[START Available data]
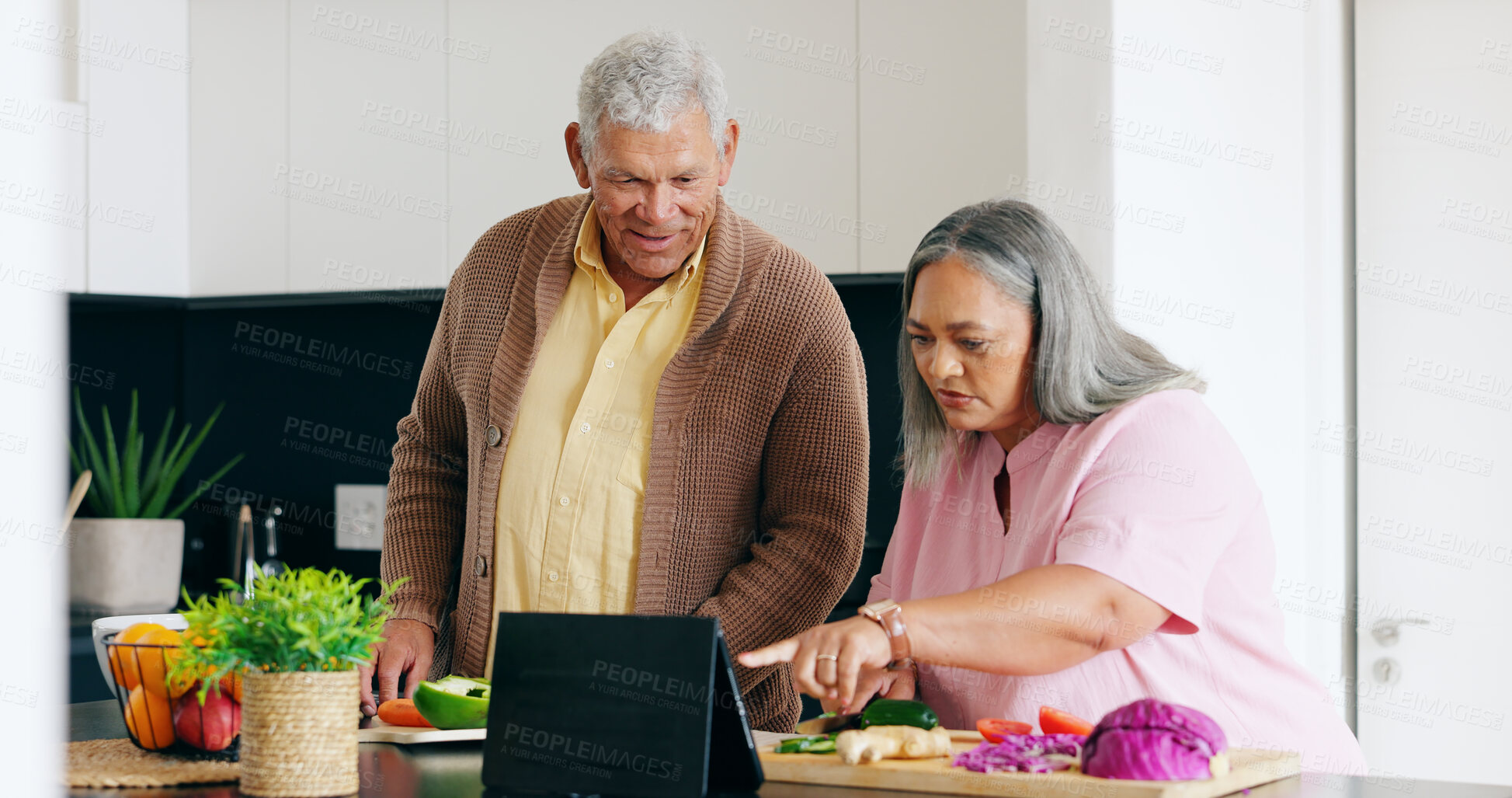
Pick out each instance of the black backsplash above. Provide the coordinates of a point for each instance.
(314, 388)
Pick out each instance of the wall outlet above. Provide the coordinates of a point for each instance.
(359, 517)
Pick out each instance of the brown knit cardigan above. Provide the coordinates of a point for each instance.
(756, 491)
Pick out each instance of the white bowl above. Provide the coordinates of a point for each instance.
(108, 626)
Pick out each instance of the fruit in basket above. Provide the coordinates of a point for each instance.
(150, 718)
(124, 659)
(210, 726)
(156, 662)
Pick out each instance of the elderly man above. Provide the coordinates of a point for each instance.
(635, 402)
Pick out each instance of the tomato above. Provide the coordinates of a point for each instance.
(1055, 721)
(996, 729)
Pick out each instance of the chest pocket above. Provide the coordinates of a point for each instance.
(635, 459)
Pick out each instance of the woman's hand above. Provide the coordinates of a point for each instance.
(876, 681)
(827, 660)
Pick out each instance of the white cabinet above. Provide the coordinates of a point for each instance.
(238, 137)
(942, 94)
(134, 59)
(793, 87)
(367, 170)
(512, 91)
(796, 167)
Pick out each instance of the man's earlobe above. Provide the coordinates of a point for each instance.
(579, 164)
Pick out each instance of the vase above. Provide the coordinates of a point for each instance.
(124, 565)
(300, 735)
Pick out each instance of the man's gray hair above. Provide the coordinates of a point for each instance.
(645, 82)
(1084, 364)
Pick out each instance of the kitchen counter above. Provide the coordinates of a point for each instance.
(454, 769)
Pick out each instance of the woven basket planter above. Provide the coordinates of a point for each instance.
(300, 735)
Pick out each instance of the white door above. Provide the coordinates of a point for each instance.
(1434, 435)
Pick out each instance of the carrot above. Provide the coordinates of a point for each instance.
(401, 712)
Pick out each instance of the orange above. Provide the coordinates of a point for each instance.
(156, 653)
(150, 720)
(231, 685)
(124, 659)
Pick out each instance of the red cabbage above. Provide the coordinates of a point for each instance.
(1023, 753)
(1152, 741)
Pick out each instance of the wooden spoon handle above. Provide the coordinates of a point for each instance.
(76, 497)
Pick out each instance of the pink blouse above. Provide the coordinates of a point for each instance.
(1157, 496)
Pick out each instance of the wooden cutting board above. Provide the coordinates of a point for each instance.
(1251, 768)
(375, 730)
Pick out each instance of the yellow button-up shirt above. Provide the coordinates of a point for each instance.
(568, 526)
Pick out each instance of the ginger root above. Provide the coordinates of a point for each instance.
(891, 742)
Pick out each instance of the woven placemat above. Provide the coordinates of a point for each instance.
(120, 764)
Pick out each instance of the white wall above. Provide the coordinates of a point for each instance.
(300, 146)
(1434, 118)
(43, 134)
(135, 70)
(1197, 153)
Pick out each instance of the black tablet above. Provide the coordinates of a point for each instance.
(616, 706)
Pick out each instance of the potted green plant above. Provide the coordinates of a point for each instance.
(295, 647)
(127, 559)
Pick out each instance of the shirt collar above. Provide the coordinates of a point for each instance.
(589, 253)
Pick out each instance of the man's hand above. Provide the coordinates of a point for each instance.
(879, 681)
(407, 649)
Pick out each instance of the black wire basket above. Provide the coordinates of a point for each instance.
(164, 723)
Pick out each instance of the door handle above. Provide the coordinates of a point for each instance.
(1389, 630)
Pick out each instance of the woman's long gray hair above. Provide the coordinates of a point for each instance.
(1084, 362)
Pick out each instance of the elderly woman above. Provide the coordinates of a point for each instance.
(1077, 528)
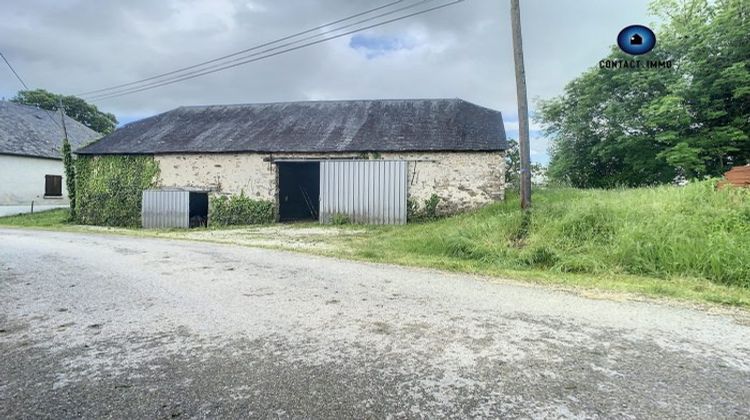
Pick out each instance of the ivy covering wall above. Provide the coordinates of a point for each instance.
(108, 188)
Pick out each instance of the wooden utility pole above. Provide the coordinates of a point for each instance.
(523, 105)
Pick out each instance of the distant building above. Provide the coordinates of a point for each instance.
(31, 169)
(313, 159)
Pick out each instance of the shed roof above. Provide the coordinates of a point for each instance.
(321, 126)
(29, 131)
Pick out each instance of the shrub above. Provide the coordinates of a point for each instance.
(239, 210)
(340, 219)
(425, 213)
(109, 189)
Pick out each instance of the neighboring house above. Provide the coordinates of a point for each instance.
(304, 155)
(31, 169)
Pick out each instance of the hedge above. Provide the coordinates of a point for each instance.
(109, 188)
(239, 210)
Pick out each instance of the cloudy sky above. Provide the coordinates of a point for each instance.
(464, 51)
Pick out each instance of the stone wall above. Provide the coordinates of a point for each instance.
(462, 180)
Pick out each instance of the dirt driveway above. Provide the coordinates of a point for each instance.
(113, 327)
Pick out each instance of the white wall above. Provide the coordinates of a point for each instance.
(22, 181)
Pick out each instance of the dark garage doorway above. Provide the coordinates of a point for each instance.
(299, 191)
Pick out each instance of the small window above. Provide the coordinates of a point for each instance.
(52, 186)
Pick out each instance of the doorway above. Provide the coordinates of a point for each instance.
(299, 191)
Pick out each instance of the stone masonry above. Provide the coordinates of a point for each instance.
(462, 180)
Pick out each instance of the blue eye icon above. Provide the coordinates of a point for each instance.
(636, 40)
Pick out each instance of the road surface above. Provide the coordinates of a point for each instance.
(122, 327)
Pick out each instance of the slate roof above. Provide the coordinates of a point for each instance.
(28, 131)
(323, 126)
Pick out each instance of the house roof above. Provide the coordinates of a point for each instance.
(323, 126)
(29, 131)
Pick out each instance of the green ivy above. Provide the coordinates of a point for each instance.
(70, 176)
(240, 210)
(109, 188)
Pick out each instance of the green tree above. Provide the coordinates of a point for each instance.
(76, 108)
(641, 126)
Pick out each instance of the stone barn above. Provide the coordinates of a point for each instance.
(369, 159)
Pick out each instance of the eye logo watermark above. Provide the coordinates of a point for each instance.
(636, 40)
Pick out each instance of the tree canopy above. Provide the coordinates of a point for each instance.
(644, 126)
(76, 108)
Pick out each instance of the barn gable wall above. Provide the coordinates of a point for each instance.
(463, 180)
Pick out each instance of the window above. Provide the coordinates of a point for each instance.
(52, 186)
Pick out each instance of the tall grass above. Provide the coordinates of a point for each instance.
(694, 231)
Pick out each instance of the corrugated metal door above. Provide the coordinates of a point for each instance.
(372, 192)
(165, 209)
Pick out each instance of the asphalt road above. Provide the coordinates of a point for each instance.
(102, 326)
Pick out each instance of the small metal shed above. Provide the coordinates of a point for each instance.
(174, 208)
[END Available data]
• Instructions to follow:
Reproduce each entry precisely. Leave the pictures out.

• Reply to the task:
Pick out each instance of the black backsplash above. Provide the coordinates of a point for each instance.
(314, 388)
Pick out each instance of the wall outlet above. Provide the coordinates of a point for each instance.
(359, 517)
Pick out each instance of the brown knit cardigan above. Provide the coordinates of a point for each instance.
(756, 491)
Pick out each instance of the white bowl above. Provide the coordinates of a point for each instance.
(108, 626)
Pick out each instance of the fruit in basket above. Provide the coordinates of a point for each instance.
(150, 718)
(124, 659)
(210, 726)
(156, 662)
Pick out each instance of the elderly man above. Provide the coordinates of a point for each instance.
(635, 402)
Pick out each instance of the tomato above. Provide the coordinates of a point for each instance.
(1055, 721)
(996, 729)
Pick out each instance of the chest pocket above. Provide the coordinates of a point for each instance.
(635, 459)
Pick out each instance of the woman's hand above. Provide the coordinates of a point for each instance.
(876, 681)
(827, 660)
Pick out each instance of the white cabinet above. Provide the coordinates of a point for each instance.
(238, 137)
(942, 94)
(134, 59)
(793, 87)
(367, 170)
(512, 91)
(796, 167)
Pick out each instance of the man's earlobe above. Provide the coordinates of a point for each instance.
(579, 164)
Pick out each instance of the vase above. Provide the coordinates of a point for each instance.
(124, 565)
(300, 735)
Pick out each instance of the man's gray hair above. Provide the coordinates of a point for each instance.
(645, 82)
(1084, 364)
Pick out each instance of the kitchen counter above. Provide the coordinates of a point for each instance.
(454, 769)
Pick out each instance of the woven basket planter above. Provide the coordinates of a point for each instance.
(300, 735)
Pick out each instance of the white door above. Provide the coordinates of a point for each instance.
(1434, 435)
Pick out each instance of the carrot above. Provide the coordinates of a point for each instance.
(401, 712)
Pick out each instance of the orange above. Provide the coordinates of a point for each instance.
(156, 653)
(150, 720)
(231, 685)
(124, 659)
Pick out each instance of the red cabbage above. Provide the coordinates of a point for each instance.
(1023, 753)
(1152, 741)
Pick out each instance of the wooden spoon handle above. Provide the coordinates of a point for each instance.
(76, 497)
Pick out each instance of the pink blouse above. Provide the coordinates of a point for each instance.
(1157, 496)
Pick out each instance of the wooden cutting board above. Provide the coordinates of a point for each instance.
(1251, 768)
(375, 730)
Pick out each instance of the yellow button-up shirt above. Provide the coordinates of a point for each instance.
(568, 526)
Pick out each instance of the ginger root above. Provide the coordinates of a point for each instance.
(891, 742)
Pick out each instance of the woven placemat above. Provide the coordinates of a point for each instance.
(120, 764)
Pick out each instance of the white wall above. Provide the coordinates of a point for each instance.
(300, 146)
(1434, 118)
(43, 134)
(135, 70)
(1197, 153)
Pick out each instance of the black tablet above. Provide the coordinates of a point for each instance.
(616, 706)
Pick out each instance of the potted green plant above. Provide the coordinates of a point for each instance.
(295, 647)
(127, 559)
Pick out each instance of the shirt collar above. Provide the coordinates of a point for each instance.
(589, 253)
Pick out each instance of the man's hand above. Provide the coordinates of a point for each instance.
(879, 681)
(407, 649)
Pick out each instance of the black wire basket above. Provide the coordinates of a point for each instance.
(164, 723)
Pick out each instance of the door handle above. Provide the coordinates of a point for each instance.
(1389, 630)
Pick out each instance of the woman's long gray hair above. Provide the coordinates of a point for each instance.
(1084, 362)
Pick out each instance of the elderly woman above. Provide the coordinates of a point for each instance.
(1077, 528)
Pick out each instance of the ivy covering wall above. Provide the coordinates of a point for each instance.
(108, 188)
Pick out each instance of the wooden utility pole above. Provide the coordinates of a point for each instance.
(523, 105)
Pick out each instance of the distant building above. Provide the coordinates of a point for each instance.
(31, 169)
(313, 159)
Pick out each instance of the shed roof above. Provide the coordinates of a point for each instance.
(321, 126)
(29, 131)
Pick out each instance of the shrub above. Provide the coordinates of a point for each instance.
(239, 210)
(340, 219)
(425, 213)
(109, 189)
Pick out each instance of the neighboring house above. Provide the coordinates of a point for each instance.
(304, 155)
(31, 169)
Pick out each instance of the hedge above. Provide the coordinates of a point for each instance.
(109, 188)
(239, 210)
Pick out each instance of the cloudy sky above. Provide the coordinates of a point for each instance.
(464, 51)
Pick out each instance of the stone wall above. Provide the coordinates of a point for each instance.
(462, 180)
Pick out each instance of the dirt driveway above. Provide the coordinates of a point for each instance.
(113, 327)
Pick out each instance of the white wall above. Provide the coordinates of a point for each instance.
(22, 181)
Pick out each instance of the dark garage doorway above. Provide the coordinates of a point for each instance.
(299, 191)
Pick out each instance of the small window above. Provide the coordinates of a point for each instance.
(52, 186)
Pick out each instance of the doorway above. Provide the coordinates of a point for each instance.
(299, 191)
Pick out each instance of the stone masonry above. Provide the coordinates of a point for each instance.
(462, 180)
Pick out each instance of the blue eye icon above. Provide the coordinates of a point for each instance.
(636, 40)
Pick out each instance of the road surface above. Provide the coordinates of a point for each instance.
(122, 327)
Pick out each instance of the slate roof above. Provide the coordinates of a point for each instance.
(28, 131)
(323, 126)
Pick out each instance of the house roof above. Provide the coordinates of a point for each instance.
(323, 126)
(29, 131)
Pick out each instance of the green ivy above. Provide the coordinates of a point for each instance.
(70, 176)
(240, 210)
(109, 188)
Pick out each instance of the green tree above. Provide the coordinates of a point for each instance.
(76, 108)
(641, 126)
Pick out each instance of the stone barn above. Provide the coordinates of a point for each instance.
(369, 159)
Pick out each instance of the eye logo watermark above. Provide the coordinates of a point for each instance.
(636, 40)
Pick out each instance of the tree canopy above. Provide the coordinates of a point for each instance.
(644, 126)
(76, 108)
Pick out each instance of the barn gable wall above. Provide the coordinates of a point for each instance.
(463, 180)
Pick out each instance of the window above. Provide the coordinates of a point for each instance.
(52, 186)
Pick out each instance of the tall grass above. Provide the coordinates of a point for each instance.
(694, 231)
Pick out each instance of the corrugated metal door above. Provide the coordinates of a point for each instance.
(372, 192)
(165, 209)
Pick out each instance of the asphalt road above. Provide the coordinates of a point for each instance.
(102, 326)
Pick out each instance of the small metal shed above. Provide the coordinates of a point for each instance.
(174, 208)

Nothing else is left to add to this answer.